Crypto news

17.06.2026
17:11

The pre-IPO futures market has surged by 6000%: Traders are storming SpaceX and OpenAI through crypto exchanges.

The trading volume of pre-IPO perpetual futures on cryptocurrency platforms reached a staggering $12 billion in June. This is more than 6,000 times higher than March's figures, when the market was valued at just $2 million. The reason for this explosive growth is traders' insatiable appetite for the largest technology giants that remain outside traditional stock exchanges.

Share of pre-IPO contracts soared to 55%

Pre-IPO perpetual contracts allow speculation on the valuation of private companies without purchasing the shares themselves. According to my data, based on CryptoQuant analytics, the volume of this market was $715 million in May, and in June it made a real breakthrough, reaching $12 billion. The key driver was the introduction of contracts for SpaceX, OpenAI, and Quantinuum, which triggered an avalanche of demand.

Notably, in June, pre-IPO instruments accounted for 55% of the entire perpetual stock contract market on crypto exchanges. For comparison, in May their share was negligible — just 5%. This indicates that traders are massively shifting from traditional assets to tokenized versions of stocks, seeking access to the hottest names in the technology sector.

Extracted entries:
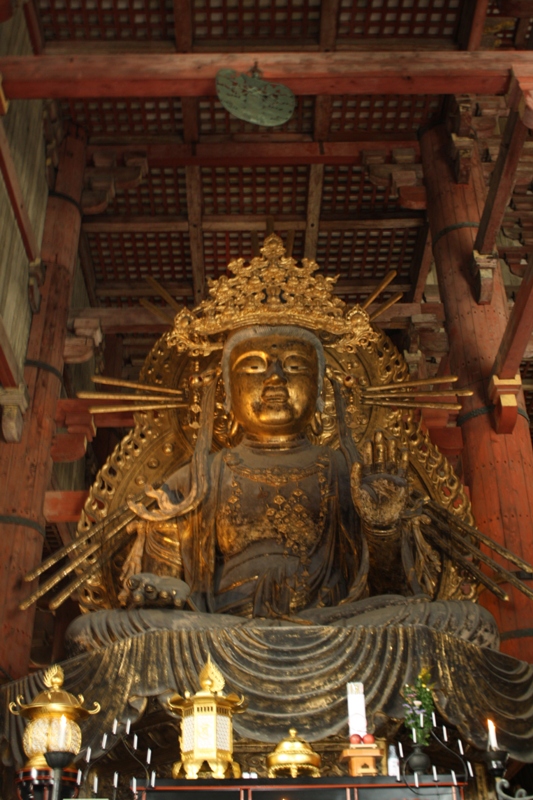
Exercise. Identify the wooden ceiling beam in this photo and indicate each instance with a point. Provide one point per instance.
(138, 320)
(227, 154)
(105, 223)
(193, 74)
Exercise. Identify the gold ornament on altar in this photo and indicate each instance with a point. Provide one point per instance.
(293, 757)
(53, 716)
(206, 728)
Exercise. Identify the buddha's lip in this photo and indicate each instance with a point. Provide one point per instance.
(275, 393)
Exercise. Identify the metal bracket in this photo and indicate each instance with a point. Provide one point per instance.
(14, 402)
(482, 269)
(503, 393)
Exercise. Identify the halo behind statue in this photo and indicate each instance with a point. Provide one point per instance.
(271, 289)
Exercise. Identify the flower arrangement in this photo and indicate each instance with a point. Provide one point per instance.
(419, 707)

Check your understanding:
**1.** Return the stretch of the pre-IPO futures article from "The pre-IPO futures" through "traditional stock exchanges.", copied word for word.
**2.** Resume the article on pre-IPO futures trading on crypto exchanges, starting right after its final sentence.

Outputs for the tasks:
**1.**
The pre-IPO futures market has surged by 6000%: Traders are storming SpaceX and OpenAI through crypto exchanges.

The trading volume of pre-IPO perpetual futures on cryptocurrency platforms reached a staggering $12 billion in June. This is more than 6,000 times higher than March's figures, when the market was valued at just $2 million. The reason for this explosive growth is traders' insatiable appetite for the largest technology giants that remain outside traditional stock exchanges.

**2.**
Binance captured 83% of the market

The undisputed leader in this segment was Binance. In June, the exchange executed pre-IPO contract trades worth $10.3 billion — 20 times more than in May. Thus, Binance accounted for 83% of the entire market. Second place went to Bitget with a volume of $1.3 billion.

In June, several private companies debuted on public trading. Quantinuum began trading on Nasdaq under the ticker QNT, and SpaceX under the ticker SPCX. OpenAI has not yet announced an exact date but has already filed a confidential S-1 application with the SEC.

My view: The pre-IPO futures market on crypto exchanges is not just hype but a structural shift. It demonstrates how crypto infrastructure is beginning to serve demand for assets that were previously only available to institutions. However, traders should remember the high volatility and risks associated with the lack of actual share ownership.